--- RAW DATA ---

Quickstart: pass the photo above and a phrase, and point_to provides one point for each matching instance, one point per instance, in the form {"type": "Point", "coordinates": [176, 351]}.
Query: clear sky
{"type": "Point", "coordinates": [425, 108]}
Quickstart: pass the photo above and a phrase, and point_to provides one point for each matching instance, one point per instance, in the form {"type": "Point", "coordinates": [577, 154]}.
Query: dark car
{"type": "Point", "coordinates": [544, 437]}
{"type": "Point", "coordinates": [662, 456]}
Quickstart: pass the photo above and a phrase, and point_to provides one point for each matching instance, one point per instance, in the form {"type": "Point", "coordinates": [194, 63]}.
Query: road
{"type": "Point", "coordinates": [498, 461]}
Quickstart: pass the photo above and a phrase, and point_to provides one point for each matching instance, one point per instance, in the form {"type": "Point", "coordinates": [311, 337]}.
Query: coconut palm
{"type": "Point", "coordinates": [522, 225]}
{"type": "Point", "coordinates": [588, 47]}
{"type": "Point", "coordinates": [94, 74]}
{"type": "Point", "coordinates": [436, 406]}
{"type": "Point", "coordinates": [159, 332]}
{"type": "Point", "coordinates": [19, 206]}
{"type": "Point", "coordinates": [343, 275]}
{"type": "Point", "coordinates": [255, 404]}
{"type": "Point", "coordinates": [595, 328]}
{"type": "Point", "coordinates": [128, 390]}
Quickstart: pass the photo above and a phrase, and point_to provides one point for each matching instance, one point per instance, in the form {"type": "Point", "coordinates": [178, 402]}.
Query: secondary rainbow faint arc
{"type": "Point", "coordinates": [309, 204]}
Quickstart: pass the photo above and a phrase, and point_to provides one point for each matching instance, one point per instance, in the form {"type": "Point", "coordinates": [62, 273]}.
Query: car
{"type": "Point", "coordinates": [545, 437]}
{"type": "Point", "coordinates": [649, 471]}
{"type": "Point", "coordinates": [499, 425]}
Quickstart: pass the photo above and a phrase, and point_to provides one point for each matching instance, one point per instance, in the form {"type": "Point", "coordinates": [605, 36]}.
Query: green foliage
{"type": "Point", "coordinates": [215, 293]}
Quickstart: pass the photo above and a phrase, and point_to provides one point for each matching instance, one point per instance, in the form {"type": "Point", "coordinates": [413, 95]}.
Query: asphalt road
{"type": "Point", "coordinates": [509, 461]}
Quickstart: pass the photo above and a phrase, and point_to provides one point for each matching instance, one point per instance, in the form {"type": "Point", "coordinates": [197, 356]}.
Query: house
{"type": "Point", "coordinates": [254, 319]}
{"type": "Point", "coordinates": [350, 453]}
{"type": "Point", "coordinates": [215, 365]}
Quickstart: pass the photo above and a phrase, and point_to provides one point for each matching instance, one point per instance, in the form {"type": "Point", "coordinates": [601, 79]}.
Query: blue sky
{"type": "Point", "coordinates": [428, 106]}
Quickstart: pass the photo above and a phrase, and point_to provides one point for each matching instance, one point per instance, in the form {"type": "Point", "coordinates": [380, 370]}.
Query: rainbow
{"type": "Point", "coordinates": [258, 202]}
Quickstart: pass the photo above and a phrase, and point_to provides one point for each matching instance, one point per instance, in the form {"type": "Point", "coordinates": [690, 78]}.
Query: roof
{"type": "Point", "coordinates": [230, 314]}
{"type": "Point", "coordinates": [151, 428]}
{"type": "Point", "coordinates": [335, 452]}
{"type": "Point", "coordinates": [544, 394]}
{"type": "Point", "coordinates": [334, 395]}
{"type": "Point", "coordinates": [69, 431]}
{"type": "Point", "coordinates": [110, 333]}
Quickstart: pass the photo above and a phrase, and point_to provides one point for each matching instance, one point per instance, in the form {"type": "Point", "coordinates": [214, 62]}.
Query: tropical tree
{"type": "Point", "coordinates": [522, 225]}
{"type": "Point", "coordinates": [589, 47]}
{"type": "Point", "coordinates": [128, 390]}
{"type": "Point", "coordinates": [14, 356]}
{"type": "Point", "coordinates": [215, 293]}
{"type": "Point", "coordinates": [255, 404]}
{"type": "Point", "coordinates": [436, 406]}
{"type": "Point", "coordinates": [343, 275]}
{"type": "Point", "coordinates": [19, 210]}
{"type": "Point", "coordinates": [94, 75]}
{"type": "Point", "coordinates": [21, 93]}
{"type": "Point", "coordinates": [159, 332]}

---

(HOW TO COMPLETE THIS TASK) Set down all of the data above, word for word.

(SOLVED EXERCISE)
Quickstart: pass the photo above and a phrase, and point_to provides one point for each matching instance, one point per instance, in the form {"type": "Point", "coordinates": [176, 351]}.
Query: clear sky
{"type": "Point", "coordinates": [425, 108]}
Quickstart: pass the photo above and a phrase, and point_to provides one point for each matching instance, one point per instance, in the form {"type": "Point", "coordinates": [577, 154]}.
Query: dark car
{"type": "Point", "coordinates": [544, 437]}
{"type": "Point", "coordinates": [662, 456]}
Quickstart: pass the photo above and a phrase, and point_to provides one point for each matching instance, one point per instance, in the form {"type": "Point", "coordinates": [194, 63]}.
Query: road
{"type": "Point", "coordinates": [498, 461]}
Quickstart: pass the photo above and a phrase, and point_to provides one point for each matching instance, one point per instance, in the form {"type": "Point", "coordinates": [311, 337]}.
Query: coconut palm
{"type": "Point", "coordinates": [522, 225]}
{"type": "Point", "coordinates": [588, 47]}
{"type": "Point", "coordinates": [94, 74]}
{"type": "Point", "coordinates": [436, 406]}
{"type": "Point", "coordinates": [159, 332]}
{"type": "Point", "coordinates": [19, 206]}
{"type": "Point", "coordinates": [343, 275]}
{"type": "Point", "coordinates": [255, 404]}
{"type": "Point", "coordinates": [595, 328]}
{"type": "Point", "coordinates": [128, 390]}
Quickstart: pass the photo above and a phrase, and point_to provides one point for each matching instance, one point per instance, in the form {"type": "Point", "coordinates": [178, 402]}.
Query: secondary rainbow faint arc
{"type": "Point", "coordinates": [309, 204]}
Quickstart: pass the photo above and a phrase, and point_to provides one point for each matching instance, one point per instance, in the form {"type": "Point", "coordinates": [62, 273]}.
Query: car
{"type": "Point", "coordinates": [545, 437]}
{"type": "Point", "coordinates": [649, 471]}
{"type": "Point", "coordinates": [499, 425]}
Quickstart: pass the photo above and a phrase, and point_to provides one point for each matching instance, one point per instance, in the form {"type": "Point", "coordinates": [605, 36]}.
Query: green foliage
{"type": "Point", "coordinates": [215, 293]}
Quickstart: pass the photo above and a phrase, and point_to provides one point for each matching instance, one point per instance, in the form {"type": "Point", "coordinates": [413, 95]}.
Query: asphalt road
{"type": "Point", "coordinates": [509, 461]}
Quickstart: pass the photo above and a phrase, and point_to provides one point for each matching instance, one point per instance, in the form {"type": "Point", "coordinates": [197, 356]}.
Query: house
{"type": "Point", "coordinates": [254, 319]}
{"type": "Point", "coordinates": [350, 453]}
{"type": "Point", "coordinates": [215, 365]}
Quickstart: pass the photo above and a phrase, and point_to provides one point for each matching instance, one point per instance, in the form {"type": "Point", "coordinates": [601, 79]}.
Query: blue sky
{"type": "Point", "coordinates": [428, 106]}
Quickstart: pass the photo above and a phrase, and point_to provides one point for each matching instance, one point per instance, in the form {"type": "Point", "coordinates": [380, 370]}.
Query: rainbow
{"type": "Point", "coordinates": [258, 202]}
Quickstart: pass the photo above and a phrase, and point_to provides one point for each matching instance, one point per instance, in the form {"type": "Point", "coordinates": [690, 78]}.
Query: roof
{"type": "Point", "coordinates": [230, 314]}
{"type": "Point", "coordinates": [151, 428]}
{"type": "Point", "coordinates": [335, 452]}
{"type": "Point", "coordinates": [544, 394]}
{"type": "Point", "coordinates": [334, 395]}
{"type": "Point", "coordinates": [69, 431]}
{"type": "Point", "coordinates": [110, 333]}
Quickstart: pass the photo above and a phrase, and point_to provides one point for each matching instance, one point per instance, in the form {"type": "Point", "coordinates": [214, 62]}.
Query: tropical tree
{"type": "Point", "coordinates": [522, 225]}
{"type": "Point", "coordinates": [589, 47]}
{"type": "Point", "coordinates": [128, 390]}
{"type": "Point", "coordinates": [14, 356]}
{"type": "Point", "coordinates": [215, 293]}
{"type": "Point", "coordinates": [255, 404]}
{"type": "Point", "coordinates": [436, 406]}
{"type": "Point", "coordinates": [343, 275]}
{"type": "Point", "coordinates": [19, 210]}
{"type": "Point", "coordinates": [94, 75]}
{"type": "Point", "coordinates": [21, 93]}
{"type": "Point", "coordinates": [159, 332]}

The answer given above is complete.